TASK DESCRIPTION: What do the lines say from the one containing "the white cheek" to the end of the records? Restate them word for word, and only those.

Point annotation dataset records:
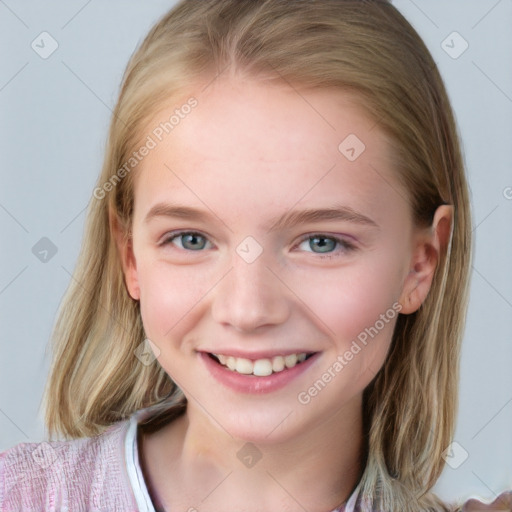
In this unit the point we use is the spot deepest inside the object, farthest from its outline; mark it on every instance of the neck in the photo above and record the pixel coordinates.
(315, 470)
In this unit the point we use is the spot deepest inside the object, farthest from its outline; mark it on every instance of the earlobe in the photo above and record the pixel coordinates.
(429, 249)
(124, 244)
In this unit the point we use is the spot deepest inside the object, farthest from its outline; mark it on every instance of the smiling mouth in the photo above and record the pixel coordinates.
(261, 367)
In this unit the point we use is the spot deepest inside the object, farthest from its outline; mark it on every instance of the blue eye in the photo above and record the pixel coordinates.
(189, 240)
(326, 245)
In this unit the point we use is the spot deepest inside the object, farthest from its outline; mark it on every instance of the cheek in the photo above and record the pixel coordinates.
(170, 298)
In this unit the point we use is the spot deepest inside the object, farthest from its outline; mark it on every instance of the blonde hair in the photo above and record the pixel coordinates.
(363, 47)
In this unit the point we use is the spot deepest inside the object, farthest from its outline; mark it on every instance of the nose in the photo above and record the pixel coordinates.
(250, 296)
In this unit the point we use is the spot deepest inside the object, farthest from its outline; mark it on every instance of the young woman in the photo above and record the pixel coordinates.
(269, 303)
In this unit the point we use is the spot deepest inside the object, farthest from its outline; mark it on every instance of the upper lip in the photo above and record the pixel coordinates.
(257, 354)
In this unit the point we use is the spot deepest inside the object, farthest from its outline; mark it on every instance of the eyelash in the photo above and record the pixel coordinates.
(346, 246)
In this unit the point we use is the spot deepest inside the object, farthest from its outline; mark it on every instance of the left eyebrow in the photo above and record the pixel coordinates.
(288, 220)
(336, 213)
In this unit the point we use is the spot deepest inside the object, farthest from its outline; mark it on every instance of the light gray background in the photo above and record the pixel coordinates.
(54, 118)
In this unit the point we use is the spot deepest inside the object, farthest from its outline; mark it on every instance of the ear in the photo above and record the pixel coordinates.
(429, 247)
(124, 243)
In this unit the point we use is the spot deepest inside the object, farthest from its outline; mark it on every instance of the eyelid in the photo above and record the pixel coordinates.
(168, 236)
(346, 242)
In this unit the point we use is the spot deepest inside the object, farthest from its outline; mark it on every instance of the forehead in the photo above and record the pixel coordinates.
(250, 142)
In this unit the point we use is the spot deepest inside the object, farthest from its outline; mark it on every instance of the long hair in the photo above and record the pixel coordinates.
(367, 48)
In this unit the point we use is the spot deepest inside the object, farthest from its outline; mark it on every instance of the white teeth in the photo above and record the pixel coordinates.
(290, 361)
(278, 364)
(244, 366)
(260, 367)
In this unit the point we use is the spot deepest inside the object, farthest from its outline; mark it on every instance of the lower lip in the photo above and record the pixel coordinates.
(250, 383)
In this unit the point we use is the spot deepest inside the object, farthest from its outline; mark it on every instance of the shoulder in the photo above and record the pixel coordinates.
(80, 474)
(502, 502)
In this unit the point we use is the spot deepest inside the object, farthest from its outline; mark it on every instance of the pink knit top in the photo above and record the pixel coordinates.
(98, 474)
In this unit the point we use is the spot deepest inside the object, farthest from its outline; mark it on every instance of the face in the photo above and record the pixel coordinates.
(235, 279)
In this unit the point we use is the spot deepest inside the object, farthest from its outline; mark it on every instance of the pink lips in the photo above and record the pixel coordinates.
(250, 383)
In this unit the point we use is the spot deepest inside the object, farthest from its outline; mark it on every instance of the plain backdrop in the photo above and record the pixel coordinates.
(54, 117)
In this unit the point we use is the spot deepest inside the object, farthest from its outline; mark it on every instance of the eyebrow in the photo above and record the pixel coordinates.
(287, 220)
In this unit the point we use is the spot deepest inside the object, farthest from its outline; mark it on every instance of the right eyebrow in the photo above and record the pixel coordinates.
(287, 220)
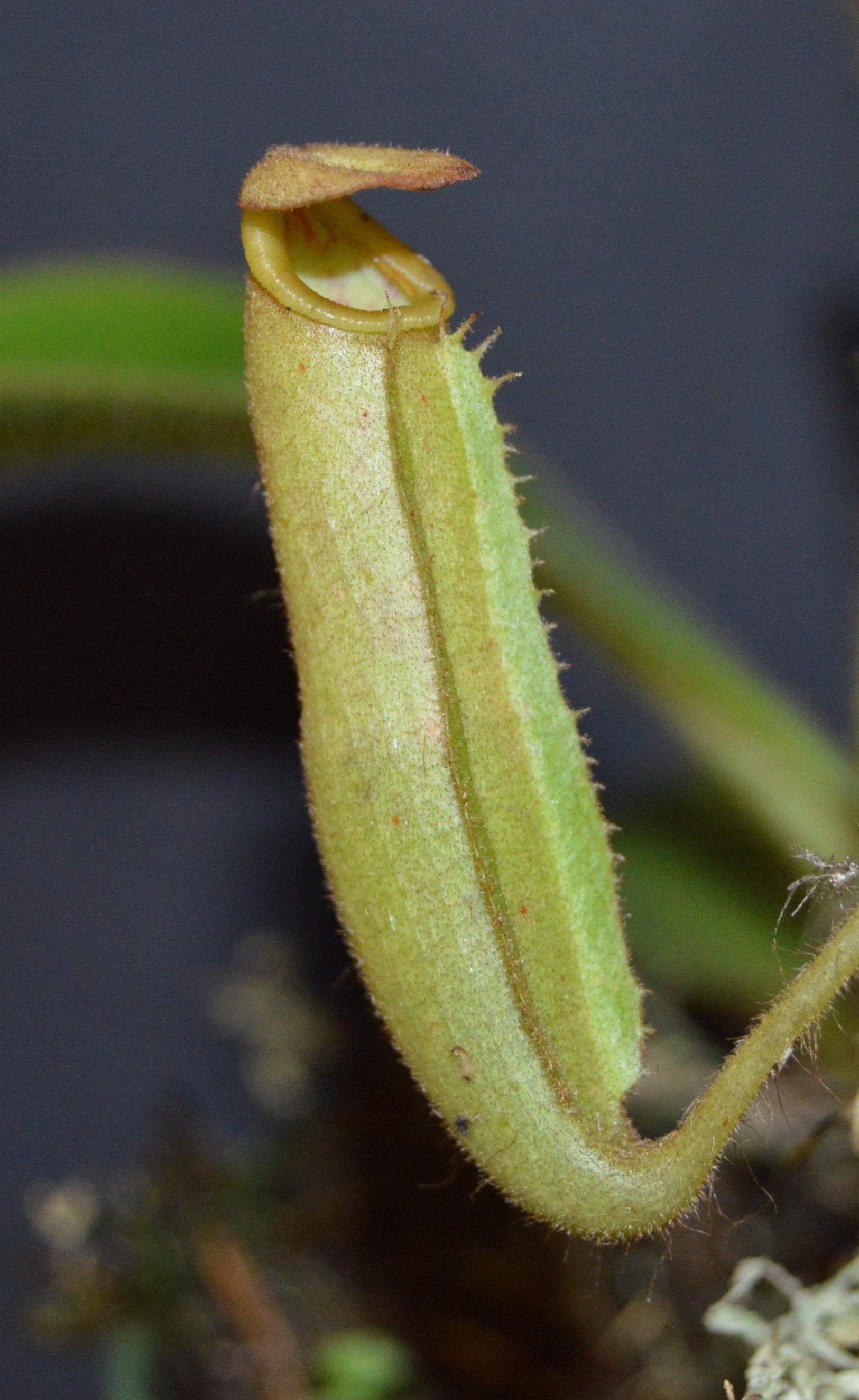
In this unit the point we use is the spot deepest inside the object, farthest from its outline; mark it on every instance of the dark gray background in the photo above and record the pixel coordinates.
(668, 230)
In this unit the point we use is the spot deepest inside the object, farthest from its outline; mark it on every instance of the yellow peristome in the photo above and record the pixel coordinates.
(357, 239)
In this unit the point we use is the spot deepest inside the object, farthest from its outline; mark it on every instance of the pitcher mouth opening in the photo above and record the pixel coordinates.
(334, 263)
(317, 252)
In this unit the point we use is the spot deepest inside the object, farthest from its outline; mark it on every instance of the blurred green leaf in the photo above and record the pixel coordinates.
(124, 356)
(773, 759)
(362, 1364)
(129, 1362)
(696, 933)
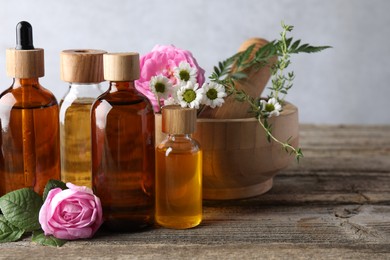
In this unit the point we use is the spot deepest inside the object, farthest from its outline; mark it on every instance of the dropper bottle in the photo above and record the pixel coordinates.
(29, 136)
(123, 159)
(83, 69)
(178, 171)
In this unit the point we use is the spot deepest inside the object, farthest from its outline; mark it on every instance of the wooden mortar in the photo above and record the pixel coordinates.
(253, 85)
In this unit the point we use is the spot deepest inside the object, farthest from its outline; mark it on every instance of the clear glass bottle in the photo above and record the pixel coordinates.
(29, 133)
(83, 69)
(178, 171)
(123, 160)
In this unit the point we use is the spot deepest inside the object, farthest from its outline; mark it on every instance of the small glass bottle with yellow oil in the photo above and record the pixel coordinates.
(123, 158)
(29, 134)
(178, 171)
(83, 69)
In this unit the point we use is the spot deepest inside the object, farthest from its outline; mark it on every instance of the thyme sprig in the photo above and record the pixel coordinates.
(235, 68)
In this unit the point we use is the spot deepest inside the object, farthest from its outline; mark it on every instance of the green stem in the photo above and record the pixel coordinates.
(298, 154)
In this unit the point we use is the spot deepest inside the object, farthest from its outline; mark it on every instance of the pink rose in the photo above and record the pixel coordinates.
(71, 214)
(161, 61)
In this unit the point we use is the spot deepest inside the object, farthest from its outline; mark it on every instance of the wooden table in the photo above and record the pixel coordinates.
(334, 204)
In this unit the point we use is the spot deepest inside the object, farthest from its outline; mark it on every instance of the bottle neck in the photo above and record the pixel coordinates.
(116, 86)
(85, 89)
(18, 82)
(178, 137)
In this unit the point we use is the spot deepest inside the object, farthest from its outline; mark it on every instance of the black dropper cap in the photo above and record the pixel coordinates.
(24, 40)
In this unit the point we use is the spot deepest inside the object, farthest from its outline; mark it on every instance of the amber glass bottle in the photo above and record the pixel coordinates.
(29, 134)
(178, 171)
(83, 69)
(123, 147)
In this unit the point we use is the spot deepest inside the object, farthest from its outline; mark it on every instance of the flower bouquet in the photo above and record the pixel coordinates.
(246, 139)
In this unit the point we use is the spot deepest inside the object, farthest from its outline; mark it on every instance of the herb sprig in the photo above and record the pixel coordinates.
(233, 69)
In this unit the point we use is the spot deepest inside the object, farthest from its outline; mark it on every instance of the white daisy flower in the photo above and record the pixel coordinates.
(190, 95)
(213, 94)
(170, 101)
(270, 108)
(161, 86)
(185, 72)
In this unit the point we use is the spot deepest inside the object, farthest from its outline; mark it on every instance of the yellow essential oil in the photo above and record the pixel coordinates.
(123, 156)
(178, 171)
(83, 69)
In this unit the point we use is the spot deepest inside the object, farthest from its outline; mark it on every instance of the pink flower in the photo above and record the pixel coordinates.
(162, 60)
(71, 214)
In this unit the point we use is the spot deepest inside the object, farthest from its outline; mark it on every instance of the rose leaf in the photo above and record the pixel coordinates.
(21, 208)
(52, 184)
(8, 232)
(40, 238)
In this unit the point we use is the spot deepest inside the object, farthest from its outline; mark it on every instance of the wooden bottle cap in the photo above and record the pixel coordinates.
(121, 66)
(82, 66)
(178, 120)
(25, 63)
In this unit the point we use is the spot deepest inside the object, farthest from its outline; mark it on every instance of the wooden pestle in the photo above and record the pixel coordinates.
(253, 85)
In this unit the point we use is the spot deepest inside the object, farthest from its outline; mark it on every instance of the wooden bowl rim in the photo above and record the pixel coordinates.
(288, 109)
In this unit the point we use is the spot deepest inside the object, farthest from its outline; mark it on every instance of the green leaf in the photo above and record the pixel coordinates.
(239, 75)
(8, 232)
(295, 44)
(21, 208)
(51, 184)
(40, 238)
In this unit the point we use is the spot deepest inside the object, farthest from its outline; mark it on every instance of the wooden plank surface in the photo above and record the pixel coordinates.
(334, 204)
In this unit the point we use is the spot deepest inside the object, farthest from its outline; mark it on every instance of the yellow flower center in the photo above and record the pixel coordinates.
(189, 95)
(212, 94)
(184, 75)
(160, 87)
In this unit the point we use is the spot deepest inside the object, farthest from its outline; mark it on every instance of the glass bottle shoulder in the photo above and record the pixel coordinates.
(179, 144)
(27, 94)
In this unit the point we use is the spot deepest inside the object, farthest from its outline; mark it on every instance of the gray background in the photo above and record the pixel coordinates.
(345, 85)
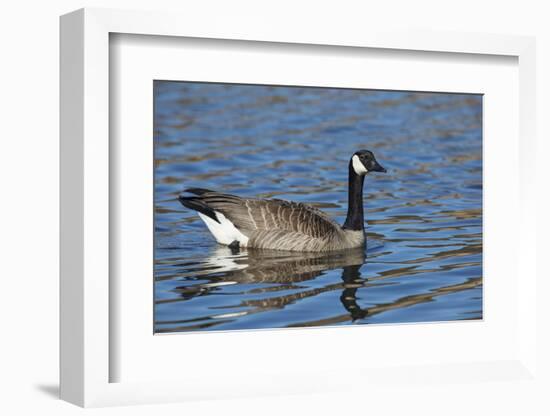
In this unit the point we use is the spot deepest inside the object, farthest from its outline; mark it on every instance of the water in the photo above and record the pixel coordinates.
(423, 260)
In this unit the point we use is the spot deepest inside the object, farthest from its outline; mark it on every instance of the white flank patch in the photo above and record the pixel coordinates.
(224, 232)
(358, 166)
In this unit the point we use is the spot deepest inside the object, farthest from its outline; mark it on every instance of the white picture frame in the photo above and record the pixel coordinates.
(86, 353)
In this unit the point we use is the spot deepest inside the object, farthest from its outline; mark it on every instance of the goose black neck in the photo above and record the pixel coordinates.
(355, 218)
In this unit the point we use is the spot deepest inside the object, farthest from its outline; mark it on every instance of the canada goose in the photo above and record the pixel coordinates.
(283, 225)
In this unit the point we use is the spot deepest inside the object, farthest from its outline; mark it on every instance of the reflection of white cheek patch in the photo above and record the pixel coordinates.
(358, 167)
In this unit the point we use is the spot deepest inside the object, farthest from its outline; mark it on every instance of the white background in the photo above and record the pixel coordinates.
(29, 209)
(138, 60)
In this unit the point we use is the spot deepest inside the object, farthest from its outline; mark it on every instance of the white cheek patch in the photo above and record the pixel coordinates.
(358, 166)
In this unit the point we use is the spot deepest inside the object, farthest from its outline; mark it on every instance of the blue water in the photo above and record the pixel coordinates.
(423, 260)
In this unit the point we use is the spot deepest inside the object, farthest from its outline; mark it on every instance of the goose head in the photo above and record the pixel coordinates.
(363, 161)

ANSWER BELOW:
In this unit the point we use is the spot deepest inside the object, farthest from its outline; mark it on every instance of the white cheek patch in the photo above and record the pixel coordinates.
(358, 166)
In this unit the point we use is the spot deepest inside the object, farthest from its outline; mark it on every instance of the blue water in the photo above and record the pixel coordinates.
(423, 260)
In this unit the point we use is the spot deepest inside the object, farthest from its outline; mark it on every instance of the goose head in the photo above and record the pixel coordinates.
(363, 161)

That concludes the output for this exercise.